* _Exercise prompt_: Put the records below into a Markdown table with two columns, Row and Line. Give each line its own numbered row and leave out any blank lines.

* _Dataset rows_:
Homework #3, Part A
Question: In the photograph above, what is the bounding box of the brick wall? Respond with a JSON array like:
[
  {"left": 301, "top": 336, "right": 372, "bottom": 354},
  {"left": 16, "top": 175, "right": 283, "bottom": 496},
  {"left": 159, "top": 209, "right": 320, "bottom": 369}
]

* _Result_:
| Row | Line |
|---|---|
| 1 | Homework #3, Part A |
| 2 | Question: In the photograph above, what is the bounding box of the brick wall? Respond with a JSON array like: |
| 3 | [ |
| 4 |   {"left": 301, "top": 336, "right": 372, "bottom": 354}, |
| 5 |   {"left": 16, "top": 175, "right": 283, "bottom": 496}, |
| 6 |   {"left": 159, "top": 209, "right": 320, "bottom": 369} |
| 7 | ] |